* OBJECTIFS *
- A) Dans l'extrait sur le livre de mythologie, qui est le mystérieux emprunteur du livre préféré de l'ange ?
- B) Poursuivez l'extrait sur le livre de mythologie à partir de sa dernière phrase.

* EXTRAIT DU TEXTE *
++++++++++++++++++++
Il a fait de la bibliothèque son antre. Là, il vient se réfugier dès qu’il le peut et s’évade en feuilletant son livre préféré, Les amours des dieux et des héros de la mythologie grecque.
« La couverture poussiéreuse dissimulait des illustrations que les adultes, s’ils en avaient eu connaissance, se seraient empressés de nous cacher. La beauté de ces images est encore dans mes yeux. Ce fut pour moi, pendant des mois, la vraie beauté, la seule possible. »
Un jour qu’il vient à la bibliothèque, l’ange découvre que SON livre n’est plus à sa place sur les étagères : quelqu’un l’a emprunté !

Le précieux livre est de retour la semaine suivante. Mais, le soulagement est de courte durée car, sacrilège !, certaines pages sont maculées de traces de crayon et de miettes. L’ange se sent floué, son livre perd de sa magie.
Un jour, à l’occasion de l’absence d’un prof, l’ange va découvrir l’identité du mystérieux emprunteur : Tadeusz, un des rares élèves issus des quartiers défavorisés de la ville, exception dans cet établissement scolaire pour la jeunesse nantie.
++++++++++++++++++++
* DONNÉES AFFICHÉES *

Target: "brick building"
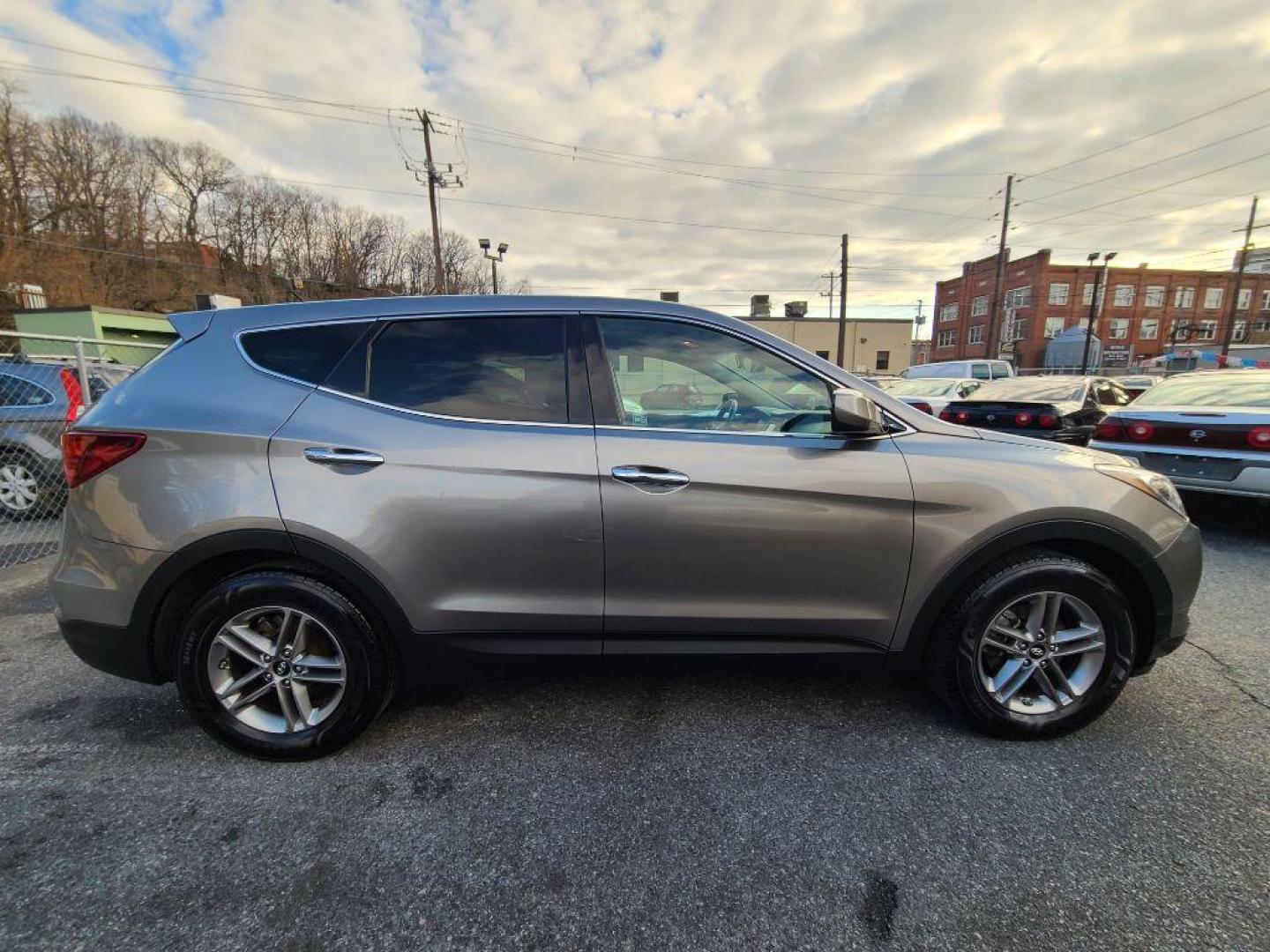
++++++++++++++++++++
* RÉPONSES ATTENDUES *
- A) Tadeusz, un des rares élèves issus des quartiers défavorisés de la ville.

- B)
Leur rencontre est comme une évidence. Les deux âmes solitaires se reconnaissent : l’ange timide et le “mauvais” garçon aux airs de Marlon Brando « du temps de sa splendeur » vont devenir inséparables… jusqu’à ce que d’autres se chargent de les éloigner. Et dès le premier chapitre, on le sait, l’issue sera tragique.

Anne Percin est-elle un écrivain queer ? On est en droit de se poser la question à la lecture de L’âge d’ange qui, à défaut de redéfinir les questions de genre et d’identité sexuelle, les sort des sentiers (re)battus et balisés.
Jusqu’au deux tiers du roman, elle réussit le tour de force d’éviter toutes les marques de genre susceptibles de trahir le sexe de son ange narrateur. Le trouble est habilement entretenu. La révélation de la page 79 déconcertera plus d’un lecteur.

Les deux adolescents dont il est question dans le roman ne trouvent pas leur place, pas plus parmi leurs camarades de classe que dans leur entourage. L’un, invisible aux yeux de ses parents bourgeois, préoccupés par leur seule carrière professionnelle ; l’autre, né de parents immigrés polonais, pas assez en marge pour être intégré par les bandes des quartiers où il vit.
Ces deux êtres en décalage, habitués à être mis à l’écart, se découvrent des affinités, se rapprochent, se retrouvent autour des Amours des dieux et des héros, de leur attrait pour les corps et leur sensualité (l’épisode des miettes de biscottes découvertes entre les pages du livre est d’une sensualité absolue).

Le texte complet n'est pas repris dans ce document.